**DIRECTIONS FOR THIS TASK**
Every record here should be printed again exactly.

**STORED ROWS**
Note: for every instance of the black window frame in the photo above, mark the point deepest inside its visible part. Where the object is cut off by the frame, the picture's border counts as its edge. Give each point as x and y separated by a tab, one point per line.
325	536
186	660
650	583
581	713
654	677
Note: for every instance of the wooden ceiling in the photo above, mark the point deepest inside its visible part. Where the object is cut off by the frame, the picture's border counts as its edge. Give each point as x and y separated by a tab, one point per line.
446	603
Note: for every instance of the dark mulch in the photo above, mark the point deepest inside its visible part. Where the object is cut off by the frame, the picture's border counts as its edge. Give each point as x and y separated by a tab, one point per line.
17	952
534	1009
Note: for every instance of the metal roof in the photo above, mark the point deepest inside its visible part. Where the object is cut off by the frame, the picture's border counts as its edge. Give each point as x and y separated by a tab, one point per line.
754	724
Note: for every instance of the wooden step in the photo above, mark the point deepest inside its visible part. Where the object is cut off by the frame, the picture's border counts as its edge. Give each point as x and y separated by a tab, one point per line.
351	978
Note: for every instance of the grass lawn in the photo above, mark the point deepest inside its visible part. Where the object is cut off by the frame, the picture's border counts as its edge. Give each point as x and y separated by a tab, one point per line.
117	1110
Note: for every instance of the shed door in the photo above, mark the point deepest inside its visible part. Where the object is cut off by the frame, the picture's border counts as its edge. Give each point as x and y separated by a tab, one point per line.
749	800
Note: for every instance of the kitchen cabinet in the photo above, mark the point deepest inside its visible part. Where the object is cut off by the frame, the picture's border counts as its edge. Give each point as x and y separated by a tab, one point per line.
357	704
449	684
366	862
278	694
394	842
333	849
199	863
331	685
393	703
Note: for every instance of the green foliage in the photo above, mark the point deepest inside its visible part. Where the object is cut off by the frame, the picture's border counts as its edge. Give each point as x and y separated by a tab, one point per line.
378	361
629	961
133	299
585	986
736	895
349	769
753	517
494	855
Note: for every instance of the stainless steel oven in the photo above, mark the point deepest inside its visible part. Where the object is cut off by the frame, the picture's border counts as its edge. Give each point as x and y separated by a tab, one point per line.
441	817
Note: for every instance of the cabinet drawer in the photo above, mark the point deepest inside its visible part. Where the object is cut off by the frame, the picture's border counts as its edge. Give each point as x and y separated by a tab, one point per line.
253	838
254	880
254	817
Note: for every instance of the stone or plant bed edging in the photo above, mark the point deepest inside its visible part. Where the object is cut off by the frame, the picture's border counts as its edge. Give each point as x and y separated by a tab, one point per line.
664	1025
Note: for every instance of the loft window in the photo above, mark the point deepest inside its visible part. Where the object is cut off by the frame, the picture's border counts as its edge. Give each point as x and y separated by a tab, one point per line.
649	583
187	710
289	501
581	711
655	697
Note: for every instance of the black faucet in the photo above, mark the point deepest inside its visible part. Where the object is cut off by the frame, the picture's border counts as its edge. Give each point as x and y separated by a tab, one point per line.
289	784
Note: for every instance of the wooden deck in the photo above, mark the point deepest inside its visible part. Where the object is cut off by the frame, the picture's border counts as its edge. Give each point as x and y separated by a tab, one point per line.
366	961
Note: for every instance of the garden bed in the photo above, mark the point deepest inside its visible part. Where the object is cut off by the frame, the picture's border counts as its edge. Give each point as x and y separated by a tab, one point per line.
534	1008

**FINISHED ANSWER**
Note: for every instance of the black window frame in the photo above, mark the point deepest inside its visible part. Where the object is cut off by the frame, the picture's border counts as its edge. Give each point as x and y separated by a tab, one point per line.
325	536
186	660
650	583
581	713
654	677
Note: for every instance of the wooden ceiling in the photo above, mark the point deepest inside its visible part. Where the object is cut off by the frame, the picture's border counts as its edge. Give each point as x and y separated by a tab, one point per line.
446	603
Note: for every instance of the dark mulch in the photo above, mark the point deepest inside its visible part. Where the object is cut off by the frame, the picture's border counts as its edge. Give each point as x and y separated by a tab, one point per line.
17	952
534	1009
Note: for every instance of the metal roof in the photo above, mark the point deepest inside its visible part. Where the object is cut off by the frame, the picture's border counts as its edge. Give each point as x and y separated by a tab, one point per line.
754	724
Note: for every instance of the wooden step in the photo above, mark the point deepest inside its visible part. Where the object is cut off by the frame, the picture's border counts as its edge. Give each point as x and y separated by a tab, one point per line.
351	978
Note: for every instance of the grass lawn in the photo above, mark the point deepest inside its visible part. Where the object is cut off by the frame, the picture's border counts as its edge. Give each point as x and y separated by a tab, one point per line.
117	1110
Note: for every instance of the shed door in the photo above, mark the point deepest inside its visible part. Where the object is cut off by the frame, the picture's border counts as its edge. Give each point as x and y separated by a tab, one point per line.
749	800
Note: for every instance of the kitchen cabinet in the photo above, mark the point deepest inside its visible part. Where the object is cut off by the frame, the picture's border counts as its edge. Give each point as x and y separated by a tab, one point per line.
357	704
449	684
366	862
278	694
394	842
333	849
199	863
331	685
393	703
Note: for every instance of the green foliage in the photo above, mark the point deepest inside its visible part. Where the object is cut off by the frame, the picture's border counts as its edge. Give each point as x and y separated by a tab, one point per line.
378	361
629	961
133	299
585	986
736	895
349	769
753	517
494	855
Note: for every instance of the stainless steel oven in the photo above, mark the point deepest inside its visible part. Where the object is cut off by the frame, the picture's border counts as its edge. Give each point as x and y separated by a tab, one point per line.
441	817
Note: for every instance of the cabinet drawer in the photo above, mark the point deepest inside its visible part. Where the object is cut off by the frame, the picture's border counts as its edge. Give each point as x and y separated by a tab, one point per line.
253	838
254	880
254	817
Note: for every instance of the stone or plant bed edging in the photo above, mark the point deepest inside its visible part. Where the object is cut off by the frame, the picture's border counts as its edge. Give each point as x and y separated by a tab, one point per line.
664	1025
Note: for every instance of the loft window in the photo above, mark the point deepest inside its visible part. Where the object is cut off by the frame, the picture's border counts as its edge. Give each point as x and y separated by a tab, one point per line.
649	583
187	710
289	501
581	711
655	697
Note: for every instance of the black faucet in the photo above, mark the point deepest inside its visible part. Where the object is cut off by the frame, the picture's border counts as its edge. Give each point as x and y separated by a tab, one point per line.
289	784
Note: for every instance of the wooden deck in the photo above, mark the point deepest inside its visible part. Where the object is cut off by the frame, the picture's border counts as its edge. Give each point as x and y separated by a tab, one point per line.
366	961
Note: for every instance of the garden bed in the photo above, mark the point deepest inside its visible part. Where the object is cut off by the frame, the picture's border counts as its edge. Give each point as x and y separated by a tab, one point per line.
534	1008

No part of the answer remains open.